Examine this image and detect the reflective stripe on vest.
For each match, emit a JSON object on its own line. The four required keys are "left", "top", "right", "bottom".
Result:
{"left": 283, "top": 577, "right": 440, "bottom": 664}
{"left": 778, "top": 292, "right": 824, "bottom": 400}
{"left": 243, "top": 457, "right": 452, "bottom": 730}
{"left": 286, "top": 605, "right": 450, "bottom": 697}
● ● ●
From the line containing "For each match, emit" through the last line of the entries above, print every line exactly, including both ends, and nothing else.

For each match, emit a JSON object on its own line. The four required keys are "left", "top", "right", "bottom".
Result:
{"left": 283, "top": 577, "right": 440, "bottom": 664}
{"left": 778, "top": 292, "right": 824, "bottom": 400}
{"left": 243, "top": 457, "right": 452, "bottom": 730}
{"left": 286, "top": 605, "right": 450, "bottom": 697}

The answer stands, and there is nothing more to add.